— begin Source records —

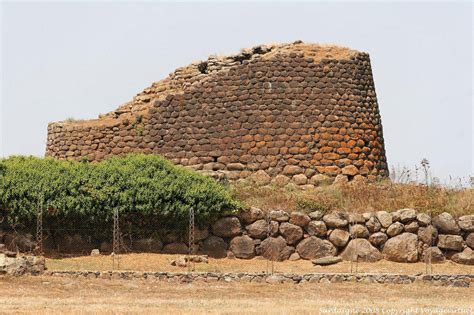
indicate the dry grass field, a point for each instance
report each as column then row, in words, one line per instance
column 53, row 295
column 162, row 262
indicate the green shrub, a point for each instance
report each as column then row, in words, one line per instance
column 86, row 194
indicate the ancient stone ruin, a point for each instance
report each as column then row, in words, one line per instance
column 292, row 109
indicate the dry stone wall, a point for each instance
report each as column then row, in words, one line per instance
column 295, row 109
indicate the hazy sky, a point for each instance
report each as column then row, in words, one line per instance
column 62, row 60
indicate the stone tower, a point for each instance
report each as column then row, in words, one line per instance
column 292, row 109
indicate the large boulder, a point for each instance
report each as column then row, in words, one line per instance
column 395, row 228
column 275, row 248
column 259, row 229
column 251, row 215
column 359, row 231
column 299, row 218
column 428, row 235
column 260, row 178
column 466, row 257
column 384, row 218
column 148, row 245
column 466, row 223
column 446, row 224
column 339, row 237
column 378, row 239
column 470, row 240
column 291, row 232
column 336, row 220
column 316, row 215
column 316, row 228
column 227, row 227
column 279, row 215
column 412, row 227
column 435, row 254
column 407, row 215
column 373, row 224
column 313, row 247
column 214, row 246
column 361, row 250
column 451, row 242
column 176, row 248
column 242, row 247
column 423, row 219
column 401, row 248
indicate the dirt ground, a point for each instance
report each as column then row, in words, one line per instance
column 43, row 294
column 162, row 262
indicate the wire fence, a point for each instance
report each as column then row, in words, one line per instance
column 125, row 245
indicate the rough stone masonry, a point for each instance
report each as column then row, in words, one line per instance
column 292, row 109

— end Source records —

- **The exercise**:
Give every line of the items above as a JSON list of strings, one string per line, with blank lines skipped. Leave the pictures out of the answer.

- **Finished answer**:
[
  "indicate the dry grass field, a point for each instance",
  "report each as column then row, in words, one line per instance",
  "column 53, row 295",
  "column 162, row 262",
  "indicate the green shrub, a point for each instance",
  "report each as column then row, in words, one line per instance",
  "column 86, row 194",
  "indicate the ancient stone ruin, a point for each instance",
  "report each as column then row, in words, one line per instance",
  "column 292, row 109",
  "indicate the dry stone wall, a point for each instance",
  "report each as column then row, in words, one line per instance",
  "column 295, row 109",
  "indicate the hazy sky, a point for each instance",
  "report each as column then row, in words, one line per instance",
  "column 62, row 60",
  "indicate the stone tower, a point for each instance",
  "report each as column then row, in words, one line per instance",
  "column 292, row 109",
  "indicate the large boulder, a point for each instance",
  "report each as column then row, in words, one line per instance",
  "column 395, row 228",
  "column 275, row 248",
  "column 259, row 229",
  "column 251, row 215",
  "column 359, row 231",
  "column 299, row 218",
  "column 428, row 235",
  "column 260, row 178",
  "column 466, row 257",
  "column 384, row 218",
  "column 148, row 245",
  "column 466, row 223",
  "column 446, row 224",
  "column 339, row 237",
  "column 378, row 239",
  "column 470, row 240",
  "column 291, row 232",
  "column 336, row 220",
  "column 316, row 215",
  "column 316, row 228",
  "column 227, row 227",
  "column 279, row 215",
  "column 412, row 227",
  "column 435, row 254",
  "column 407, row 215",
  "column 373, row 224",
  "column 313, row 247",
  "column 214, row 246",
  "column 361, row 250",
  "column 451, row 242",
  "column 176, row 248",
  "column 242, row 247",
  "column 423, row 219",
  "column 401, row 248",
  "indicate the dirt ground, a point for each instance",
  "report each as column then row, in words, one line per instance",
  "column 43, row 294",
  "column 162, row 262",
  "indicate the wire fence, a point for each instance",
  "report each as column then row, in words, one line per instance",
  "column 125, row 245",
  "indicate the rough stone masonry, a point for each instance",
  "report each as column then row, in words, one line per instance",
  "column 292, row 109"
]